### CONSIGNES:
(1) Reproduisez fidèlement le passage de l'intervention du flûtiste allant de « Mon point de » jusqu'à « à ce propos. » inclus.
(2) Relevez dans l'intervention du flûtiste tous les verbes conjugués au présent de l'indicatif qui ont « je » pour sujet.

### SOURCE:
┌──

Interview d'André par Itaï au studio Haoman 18 - 17/06/13 - intervention de son flûtiste
Ami musicien flûtiste d’André :
Bonsoir.
Mon point de vue est lié au travail
musical d’André. Depuis quelques années, je participe à ses projets musicaux,
je parle beaucoup avec lui, et donc, je vois la progression des étapes. Je vais
expliquer quelques points à ce propos.
André ne me limite pas. Après que
j’aie fini de parler, nous continuerons avec une chanson d’André.

└──

### LIGNES DE DONNÉES:
┌──

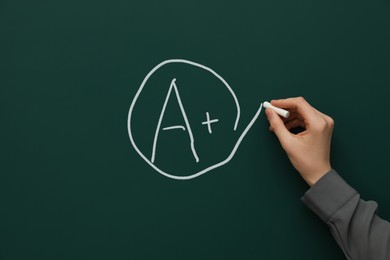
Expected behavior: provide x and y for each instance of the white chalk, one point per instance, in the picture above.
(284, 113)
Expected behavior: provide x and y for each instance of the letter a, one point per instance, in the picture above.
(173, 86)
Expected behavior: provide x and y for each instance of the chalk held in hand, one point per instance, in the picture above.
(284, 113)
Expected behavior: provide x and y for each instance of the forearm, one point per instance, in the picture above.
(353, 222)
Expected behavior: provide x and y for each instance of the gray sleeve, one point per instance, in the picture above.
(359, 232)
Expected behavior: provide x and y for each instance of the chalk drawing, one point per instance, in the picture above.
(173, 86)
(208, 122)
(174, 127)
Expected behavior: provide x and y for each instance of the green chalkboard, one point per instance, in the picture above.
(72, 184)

└──
┌──

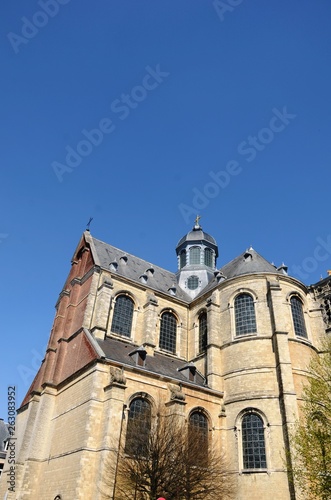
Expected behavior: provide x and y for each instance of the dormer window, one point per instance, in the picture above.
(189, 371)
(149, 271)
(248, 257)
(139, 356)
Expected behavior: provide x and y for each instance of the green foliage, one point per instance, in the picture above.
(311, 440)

└──

### RÉPONSES PAR TÂCHE:
(1)
Mon point de vue est lié au travail
musical d’André. Depuis quelques années, je participe à ses projets musicaux,
je parle beaucoup avec lui, et donc, je vois la progression des étapes. Je vais
expliquer quelques points à ce propos.

(2) participe, parle, vois, vais